*Aim of the task:* Before doing anything else, copy the entries below exactly.

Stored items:
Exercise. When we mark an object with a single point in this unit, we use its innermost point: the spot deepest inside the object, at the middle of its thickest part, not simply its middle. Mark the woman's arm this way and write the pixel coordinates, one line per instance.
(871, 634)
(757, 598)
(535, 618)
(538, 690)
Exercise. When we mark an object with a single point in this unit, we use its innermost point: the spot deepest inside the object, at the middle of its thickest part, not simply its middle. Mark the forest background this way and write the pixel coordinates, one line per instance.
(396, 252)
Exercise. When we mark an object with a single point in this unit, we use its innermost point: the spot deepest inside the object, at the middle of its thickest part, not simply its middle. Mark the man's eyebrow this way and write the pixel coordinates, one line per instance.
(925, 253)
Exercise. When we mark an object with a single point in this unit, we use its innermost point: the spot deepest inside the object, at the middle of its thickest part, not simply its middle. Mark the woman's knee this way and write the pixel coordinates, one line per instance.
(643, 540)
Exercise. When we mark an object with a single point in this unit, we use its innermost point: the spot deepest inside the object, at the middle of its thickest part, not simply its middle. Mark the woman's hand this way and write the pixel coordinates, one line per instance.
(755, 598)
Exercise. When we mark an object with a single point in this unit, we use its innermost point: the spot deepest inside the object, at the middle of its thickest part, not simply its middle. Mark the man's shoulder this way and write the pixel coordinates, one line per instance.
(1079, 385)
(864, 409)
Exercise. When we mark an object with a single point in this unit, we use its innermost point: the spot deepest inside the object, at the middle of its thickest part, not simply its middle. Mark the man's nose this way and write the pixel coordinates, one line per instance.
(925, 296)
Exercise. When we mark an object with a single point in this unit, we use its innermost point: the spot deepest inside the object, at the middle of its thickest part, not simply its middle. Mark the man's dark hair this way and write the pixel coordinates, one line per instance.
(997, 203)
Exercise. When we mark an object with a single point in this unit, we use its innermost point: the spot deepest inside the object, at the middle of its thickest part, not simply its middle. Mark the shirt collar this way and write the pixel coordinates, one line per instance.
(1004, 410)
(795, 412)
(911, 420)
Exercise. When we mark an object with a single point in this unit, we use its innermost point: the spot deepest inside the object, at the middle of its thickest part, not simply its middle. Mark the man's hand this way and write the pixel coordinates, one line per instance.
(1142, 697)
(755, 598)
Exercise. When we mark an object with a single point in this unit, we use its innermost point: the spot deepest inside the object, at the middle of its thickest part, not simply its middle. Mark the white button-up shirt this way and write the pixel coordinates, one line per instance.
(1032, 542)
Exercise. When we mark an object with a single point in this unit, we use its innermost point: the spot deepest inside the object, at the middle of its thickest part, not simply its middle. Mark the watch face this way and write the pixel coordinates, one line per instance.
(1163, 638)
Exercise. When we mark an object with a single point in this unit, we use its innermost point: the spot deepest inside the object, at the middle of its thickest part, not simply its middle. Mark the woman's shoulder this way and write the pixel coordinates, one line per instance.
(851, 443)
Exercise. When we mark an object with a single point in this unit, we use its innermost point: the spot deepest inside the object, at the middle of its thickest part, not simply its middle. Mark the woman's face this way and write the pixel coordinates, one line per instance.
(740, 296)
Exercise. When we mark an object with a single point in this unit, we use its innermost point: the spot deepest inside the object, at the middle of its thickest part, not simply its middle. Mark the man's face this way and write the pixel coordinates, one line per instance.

*Output below:*
Exercise. When we mark an object with a single point in this unit, we use its innermost point: the spot deepest inside the object, at the middle of its thickest part, not simply its middle. Mark the woman's arm this way and write the pixel coordinates, one line per instance.
(871, 634)
(757, 598)
(535, 618)
(538, 690)
Exercise. When we mark an object with a single point in this unit, we use its innermost point: the spot deepest inside the object, at the middle of its thickest part, not simply its middle. Mark the forest background this way and write the pixel coordinates, one line per instance.
(396, 252)
Exercise. When we mark an object with a single point in this unit, we use its innermost point: the spot deepest inside the object, at the middle of its thickest part, not simply its middle. Mark the man's eyebrow this way and write the pixel coordinates, one line per instance.
(925, 253)
Exercise. When we mark an object with a single point in this unit, we use its innermost point: the spot deepest inside the object, at the middle of its thickest part, not simply its middle. Mark the woman's knee this way and write the pixel coordinates, one line per instance.
(643, 540)
Exercise. When we mark an object with a single point in this unit, we use its innermost point: the spot deepest inside the object, at the middle of its thickest part, not simply its middle. Mark the woman's hand this way and write the pixel coordinates, one line per instance.
(755, 598)
Exercise. When we mark an object with a single point in this unit, we use its innermost point: the spot deepest inside the object, at the middle of its thickest part, not simply its middle. Mark the man's shoulder this way and write the pixel coordinates, one line per instance.
(1079, 385)
(864, 409)
Exercise. When we mark an object with a single point in this unit, we use its innermost point: the spot deepest inside the object, at the middle of its thickest part, not simply its middle. Mark the man's nose this way and write the pixel coordinates, one line per instance.
(925, 296)
Exercise. When we mark an object with a single point in this unit, we use its innermost point: the spot deepest inside the object, at the middle of its thickest part, not simply its middle. Mark the man's dark hair this way and write the pixel coordinates, one line per instance.
(997, 203)
Exercise. When we mark an object with a single point in this unit, we use its innermost point: the spot deepest inside the object, at the middle of its thickest part, not simply its middle. Mark the shirt collar this way and write the pixel coordinates, one line per instance.
(1004, 410)
(795, 412)
(911, 420)
Exercise. When we mark an object with a single point in this unit, we use its innermost point: the spot deepest inside the object, at the middle of its thickest part, not simply its middle. Mark the man's hand this way and write the pixel coordinates, one line per instance.
(1142, 697)
(755, 598)
Exercise. When we mark an object with a single point in this unit, we use its innermost point: the spot deepest inside the object, at the middle of its thickest part, not simply its middle. Mark the white button-up shirt this way and write the pixel coordinates, one line per instance.
(1032, 542)
Exercise. When we mark an object with a single point in this unit, we use its innermost point: the spot deepest inside the object, at the middle of its thickest part, not simply its middle. Mark the watch face this way and write the pixel coordinates, one line per instance.
(1163, 638)
Exercise. When we mark an object with a single point in this unit, we use its innermost point: the spot deepest inside the object, at the middle of its thickest part, not simply its middle. Mark the woman's shoulder this way and write the pixel coordinates, one line per instance.
(851, 443)
Exercise. When we mark an object with a single point in this unit, we use its innermost point: the spot deepest inside the object, at the middle of its thickest part, not simply its middle. Mark the woman's face this way and write the pixel coordinates, one line per instance.
(740, 296)
Exercise. When we mark an object with a single point in this unit, we use its innermost point: the spot deepest inside the object, at the middle of its thickest part, not simply its middle. Mark the man's face this way and write the pixel coordinates, one line per instance.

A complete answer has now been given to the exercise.